### Problem to solve
The listing is to be printed in full, exactly as given.

··· Data to process ···

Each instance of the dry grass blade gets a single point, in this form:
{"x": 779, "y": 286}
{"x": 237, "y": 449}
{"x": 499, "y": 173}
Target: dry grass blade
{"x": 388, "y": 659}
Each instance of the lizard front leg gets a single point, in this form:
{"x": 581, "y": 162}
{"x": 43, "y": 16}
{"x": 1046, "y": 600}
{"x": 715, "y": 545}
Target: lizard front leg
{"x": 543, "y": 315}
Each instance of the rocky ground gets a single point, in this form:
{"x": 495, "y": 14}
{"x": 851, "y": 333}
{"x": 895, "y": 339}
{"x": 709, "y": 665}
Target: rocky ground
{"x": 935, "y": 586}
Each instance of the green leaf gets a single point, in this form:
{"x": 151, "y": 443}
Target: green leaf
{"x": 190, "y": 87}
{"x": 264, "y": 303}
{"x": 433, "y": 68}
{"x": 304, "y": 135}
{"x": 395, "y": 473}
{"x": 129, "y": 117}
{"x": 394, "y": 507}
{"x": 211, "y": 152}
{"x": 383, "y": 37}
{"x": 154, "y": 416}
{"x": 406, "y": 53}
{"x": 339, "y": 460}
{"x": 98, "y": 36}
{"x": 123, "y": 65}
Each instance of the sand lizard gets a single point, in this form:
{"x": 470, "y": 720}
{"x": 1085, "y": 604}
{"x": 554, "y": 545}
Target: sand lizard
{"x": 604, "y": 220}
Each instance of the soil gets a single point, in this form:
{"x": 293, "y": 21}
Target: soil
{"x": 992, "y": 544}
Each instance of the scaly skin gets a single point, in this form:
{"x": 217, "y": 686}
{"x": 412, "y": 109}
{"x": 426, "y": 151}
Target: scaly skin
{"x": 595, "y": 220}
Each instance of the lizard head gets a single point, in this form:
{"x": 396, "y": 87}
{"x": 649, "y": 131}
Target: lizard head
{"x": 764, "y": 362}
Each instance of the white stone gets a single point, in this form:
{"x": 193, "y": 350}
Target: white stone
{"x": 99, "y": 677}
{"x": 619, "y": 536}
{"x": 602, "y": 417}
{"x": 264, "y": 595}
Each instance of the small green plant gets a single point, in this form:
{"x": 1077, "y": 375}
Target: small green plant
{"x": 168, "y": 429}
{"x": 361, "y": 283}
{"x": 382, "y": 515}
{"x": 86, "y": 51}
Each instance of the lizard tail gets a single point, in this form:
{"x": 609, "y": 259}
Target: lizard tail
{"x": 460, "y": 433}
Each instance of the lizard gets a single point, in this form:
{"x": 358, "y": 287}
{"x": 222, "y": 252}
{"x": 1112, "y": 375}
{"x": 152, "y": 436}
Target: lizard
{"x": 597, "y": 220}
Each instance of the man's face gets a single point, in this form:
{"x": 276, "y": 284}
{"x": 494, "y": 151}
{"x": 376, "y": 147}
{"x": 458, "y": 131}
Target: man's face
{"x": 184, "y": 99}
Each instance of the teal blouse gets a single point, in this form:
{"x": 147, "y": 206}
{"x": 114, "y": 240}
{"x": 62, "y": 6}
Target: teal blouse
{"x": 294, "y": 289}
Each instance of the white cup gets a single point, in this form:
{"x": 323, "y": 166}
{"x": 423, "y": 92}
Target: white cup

···

### Written reply
Each instance of the dry grass blade gets a single point, in this form:
{"x": 779, "y": 286}
{"x": 237, "y": 449}
{"x": 499, "y": 173}
Target: dry grass blade
{"x": 388, "y": 659}
Each instance of the lizard front leg gets a single point, in this form:
{"x": 581, "y": 162}
{"x": 43, "y": 16}
{"x": 1046, "y": 600}
{"x": 715, "y": 545}
Target: lizard front leg
{"x": 543, "y": 315}
Each instance of the rocky ground gets a single point, in this form:
{"x": 495, "y": 14}
{"x": 851, "y": 333}
{"x": 895, "y": 339}
{"x": 709, "y": 665}
Target: rocky ground
{"x": 935, "y": 586}
Each instance of the green leaf gets a single point, in this form:
{"x": 151, "y": 443}
Target: green leaf
{"x": 190, "y": 87}
{"x": 264, "y": 303}
{"x": 433, "y": 68}
{"x": 304, "y": 135}
{"x": 395, "y": 473}
{"x": 129, "y": 117}
{"x": 394, "y": 507}
{"x": 211, "y": 152}
{"x": 383, "y": 37}
{"x": 154, "y": 416}
{"x": 406, "y": 53}
{"x": 339, "y": 460}
{"x": 98, "y": 36}
{"x": 123, "y": 65}
Each instance of the sand lizard gets a single point, in this form:
{"x": 470, "y": 720}
{"x": 1085, "y": 604}
{"x": 554, "y": 545}
Target: sand lizard
{"x": 604, "y": 220}
Each instance of the soil gets a single point, in this form:
{"x": 293, "y": 21}
Target: soil
{"x": 992, "y": 544}
Each instance of the scaly skin gets a single point, in this form:
{"x": 217, "y": 686}
{"x": 412, "y": 109}
{"x": 426, "y": 151}
Target: scaly skin
{"x": 595, "y": 220}
Each instance of the lizard head gets a single point, in this form:
{"x": 396, "y": 87}
{"x": 649, "y": 131}
Target: lizard head
{"x": 764, "y": 362}
Each instance of the white stone gets a single point, in this form:
{"x": 193, "y": 350}
Target: white stone
{"x": 99, "y": 677}
{"x": 619, "y": 536}
{"x": 602, "y": 417}
{"x": 264, "y": 595}
Each instance of the small green plant gets a single point, in this form:
{"x": 1077, "y": 375}
Target: small green plant
{"x": 168, "y": 429}
{"x": 361, "y": 283}
{"x": 382, "y": 515}
{"x": 86, "y": 51}
Each instance of the lizard tail gets a single point, in this form:
{"x": 609, "y": 259}
Target: lizard tail
{"x": 460, "y": 433}
Each instance of the lizard gets a single point, in this form:
{"x": 358, "y": 287}
{"x": 222, "y": 252}
{"x": 1112, "y": 375}
{"x": 152, "y": 436}
Target: lizard
{"x": 597, "y": 220}
Each instance of the man's face gets a single point, in this form:
{"x": 276, "y": 284}
{"x": 494, "y": 151}
{"x": 376, "y": 147}
{"x": 458, "y": 131}
Target: man's face
{"x": 184, "y": 99}
Each instance of the teal blouse gets a single point, in this form:
{"x": 147, "y": 206}
{"x": 114, "y": 240}
{"x": 62, "y": 6}
Target: teal blouse
{"x": 294, "y": 289}
Each instance of the white cup gets a single point, in this form:
{"x": 323, "y": 166}
{"x": 423, "y": 92}
Target: white cup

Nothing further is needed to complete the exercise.